**What this exercise asks**
1. Copy the stretch of the dragonfly article from "The society is" through "special concern species.", changing "detailed" to "thorough".
2. Carry on the article about Minnesota's dragonflies, beginning right after its last sentence.

**Passage provided**
Rachel MaKarrall is a dragonfly enthusiast. And she says they’re definitely worth the buzz.
“They’re the most beautiful of creatures—big, boldly colored, fantastic flyers with a voracious appetite,” she says. “And they eat mosquitoes among other insects, so people like that.”
But dragonflies are important for another reason too, MaKarrall explains.
“The presence of dragonflies can signal a healthy ecosystem and when we find them on a wetland, for example, we know the area is biologically functional.”
MaKarrall, who teaches entomology at the University of Minnesota Duluth, is on the board of the non-profit Minnesota Dragonfly Society—which recently received $50,000 in funding as part of Enbridge’s three-year, $3-million Ecofootprint Grant Program.
The funding will help the society continue its research, conservation and educational work on dragonflies and damselflies—a smaller, more delicate relative of the dragonfly— in Minnesota.
The society is currently focused on detailed survey work on dragonflies and damselflies on the St. Louis River and Red Lake watershed, in northern Minnesota, to benefit the entire state. Ecofootprint grant funds will be used to obtain critical data on the ranges of habitats of Minnesota’s dragonfly and damselfly species, especially those listed by the state as threatened or special concern species.

**Record extracts**

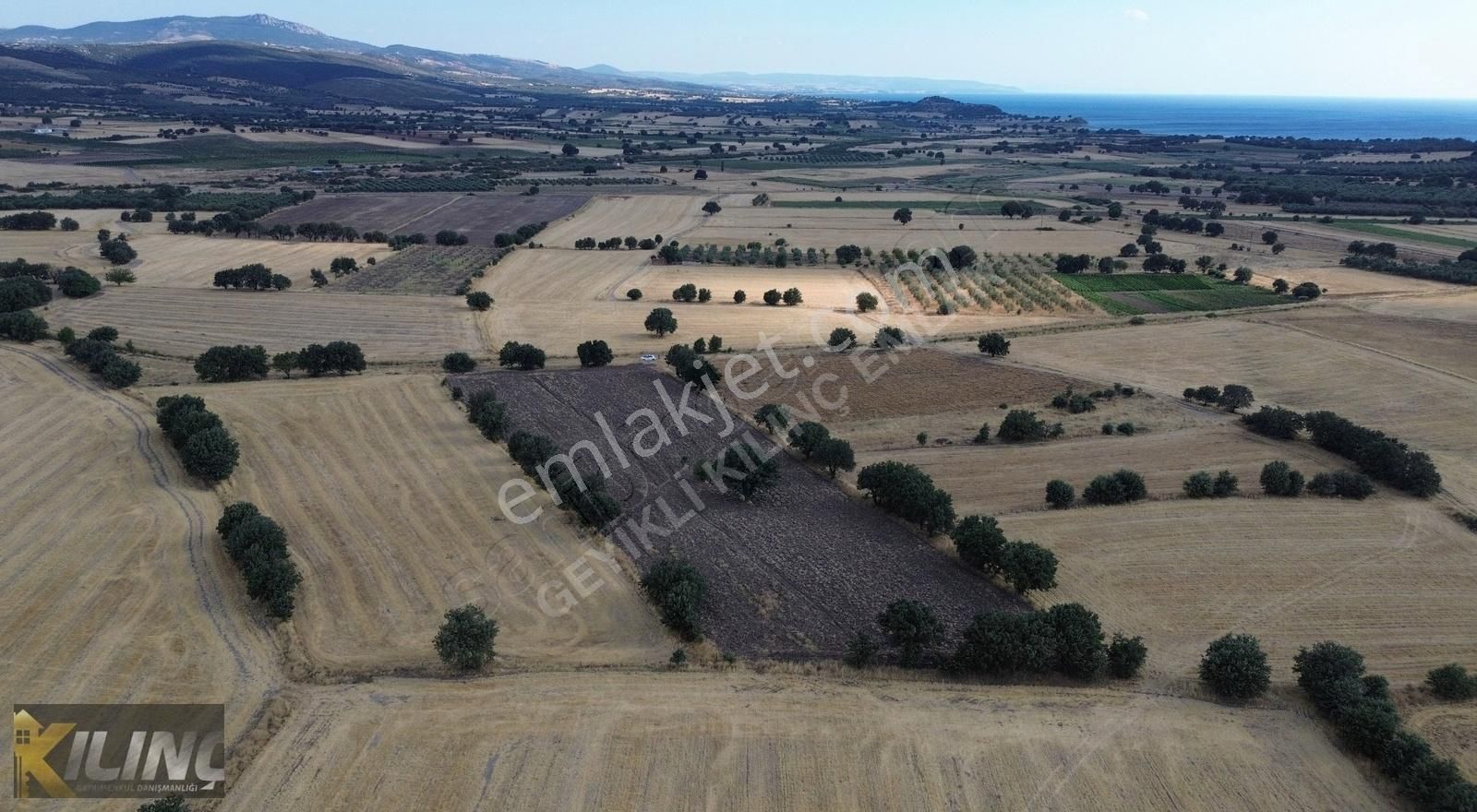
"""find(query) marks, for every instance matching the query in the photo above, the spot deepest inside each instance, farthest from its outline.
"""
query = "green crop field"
(1132, 294)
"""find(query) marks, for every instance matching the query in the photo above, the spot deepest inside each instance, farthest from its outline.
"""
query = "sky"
(1250, 48)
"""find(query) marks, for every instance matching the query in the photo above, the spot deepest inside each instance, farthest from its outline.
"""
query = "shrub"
(120, 373)
(677, 590)
(890, 337)
(221, 365)
(661, 322)
(1452, 683)
(1200, 484)
(1278, 479)
(1346, 484)
(467, 639)
(458, 362)
(76, 282)
(1021, 427)
(861, 650)
(521, 356)
(1028, 567)
(235, 514)
(594, 353)
(841, 340)
(1126, 656)
(835, 455)
(1237, 668)
(979, 543)
(1274, 421)
(1078, 639)
(994, 344)
(1060, 495)
(912, 627)
(210, 454)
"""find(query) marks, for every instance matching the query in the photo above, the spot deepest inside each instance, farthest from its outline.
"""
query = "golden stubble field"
(188, 321)
(748, 742)
(390, 502)
(114, 587)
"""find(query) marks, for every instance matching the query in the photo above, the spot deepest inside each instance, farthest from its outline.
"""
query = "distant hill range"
(816, 85)
(262, 30)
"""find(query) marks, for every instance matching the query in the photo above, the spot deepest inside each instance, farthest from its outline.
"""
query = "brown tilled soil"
(792, 573)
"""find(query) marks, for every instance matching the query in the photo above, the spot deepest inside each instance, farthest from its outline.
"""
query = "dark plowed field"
(479, 216)
(790, 575)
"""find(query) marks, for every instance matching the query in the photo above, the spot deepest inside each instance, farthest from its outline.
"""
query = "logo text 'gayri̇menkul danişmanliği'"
(120, 750)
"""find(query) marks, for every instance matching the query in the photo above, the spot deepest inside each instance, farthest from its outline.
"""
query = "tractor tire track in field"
(211, 597)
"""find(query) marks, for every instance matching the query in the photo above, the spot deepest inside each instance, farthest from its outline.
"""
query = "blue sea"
(1255, 115)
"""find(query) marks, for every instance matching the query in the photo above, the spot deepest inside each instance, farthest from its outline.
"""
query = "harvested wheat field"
(191, 262)
(390, 502)
(1388, 576)
(186, 322)
(1402, 396)
(1002, 477)
(114, 590)
(770, 743)
(1451, 728)
(642, 216)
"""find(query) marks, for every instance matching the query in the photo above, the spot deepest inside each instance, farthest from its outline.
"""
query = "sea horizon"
(1312, 117)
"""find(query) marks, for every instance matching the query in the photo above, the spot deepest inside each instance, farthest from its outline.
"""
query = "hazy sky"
(1285, 48)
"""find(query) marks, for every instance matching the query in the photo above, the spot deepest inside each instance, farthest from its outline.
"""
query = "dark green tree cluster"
(29, 221)
(76, 282)
(1279, 479)
(1067, 639)
(206, 448)
(1344, 484)
(1275, 421)
(521, 356)
(1023, 425)
(1366, 720)
(458, 364)
(219, 365)
(251, 278)
(1230, 398)
(1026, 566)
(258, 548)
(1120, 487)
(1237, 668)
(908, 494)
(1201, 484)
(1378, 455)
(677, 590)
(467, 639)
(98, 353)
(594, 353)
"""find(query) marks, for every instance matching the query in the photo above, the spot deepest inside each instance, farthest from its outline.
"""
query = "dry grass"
(1405, 396)
(1388, 576)
(390, 501)
(1002, 477)
(185, 322)
(640, 216)
(191, 262)
(113, 591)
(767, 743)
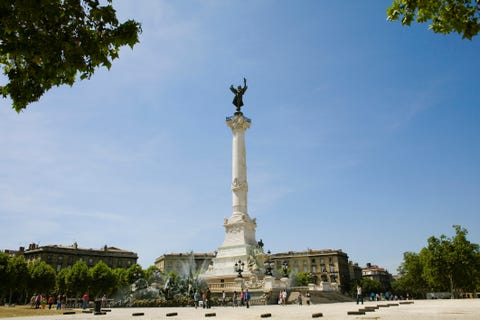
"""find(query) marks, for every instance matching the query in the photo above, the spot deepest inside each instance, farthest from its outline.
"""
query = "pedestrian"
(50, 302)
(247, 298)
(59, 302)
(85, 299)
(32, 300)
(359, 294)
(38, 301)
(284, 297)
(235, 299)
(196, 298)
(208, 295)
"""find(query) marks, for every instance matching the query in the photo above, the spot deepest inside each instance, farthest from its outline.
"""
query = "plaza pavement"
(467, 309)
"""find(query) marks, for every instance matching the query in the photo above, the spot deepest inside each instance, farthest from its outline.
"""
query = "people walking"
(196, 298)
(247, 298)
(235, 299)
(85, 299)
(359, 294)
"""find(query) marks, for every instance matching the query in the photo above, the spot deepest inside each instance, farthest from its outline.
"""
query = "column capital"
(238, 122)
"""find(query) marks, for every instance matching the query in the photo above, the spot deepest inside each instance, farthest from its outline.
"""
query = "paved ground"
(421, 309)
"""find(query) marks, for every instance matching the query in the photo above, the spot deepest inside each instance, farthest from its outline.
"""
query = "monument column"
(239, 124)
(239, 243)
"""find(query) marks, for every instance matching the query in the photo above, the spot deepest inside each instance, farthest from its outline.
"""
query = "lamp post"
(239, 267)
(285, 269)
(268, 264)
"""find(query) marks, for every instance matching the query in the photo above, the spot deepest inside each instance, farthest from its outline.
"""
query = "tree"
(42, 276)
(78, 281)
(445, 16)
(411, 276)
(48, 43)
(103, 279)
(3, 274)
(448, 264)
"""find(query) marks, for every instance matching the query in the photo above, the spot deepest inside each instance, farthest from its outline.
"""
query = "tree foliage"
(444, 16)
(411, 276)
(49, 43)
(445, 264)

**Answer set**
1.
The society is currently focused on thorough survey work on dragonflies and damselflies on the St. Louis River and Red Lake watershed, in northern Minnesota, to benefit the entire state. Ecofootprint grant funds will be used to obtain critical data on the ranges of habitats of Minnesota’s dragonfly and damselfly species, especially those listed by the state as threatened or special concern species.

2.
“Our survey work will be primarily focused on the nymph stage of these insects, since finding nymphs indicates the area is an important breeding ground,” says MaKarall.
With support from Enbridge, the society will also hold public workshops throughout the region—to educate the public on the importance of dragonflies to the health of our environment, and enlist residents’ help in data collection.
“These are family-friendly events, and the kids love to catch dragonflies with our nets,” says MaKarrall. “We teach the children how to catch them, how to record a specimen, and then how to release it back into the wild. Our organization just keeps growing as more people learn about how interesting these insects are.”
Launched in the spring of 2015, Enbridge’s Ecofootprint Grant Program will provide $3 million over the next three years to communities in Minnesota, North Dakota, and Wisconsin along the Sandpiper Pipeline and Line 3 Replacement project routes.
“The Ecofootprint Grant Program is designed to support a range of environmental projects that will provide a lasting impact in communities where we operate,” says Cindy Finch, a Minnesota-based senior public affairs advisor with Enbridge.
“We’re proud to help fund a non-profit like the Minnesota Dragonfly Society because it’s engaged in important work that’s helping to educate people and protect our environment at the grassroots level.”
Administered in partnership with the Minnesota Association of Resource Conservation and Development Councils, the program looks to advance locally based environmental priorities and grassroots stewardship projects.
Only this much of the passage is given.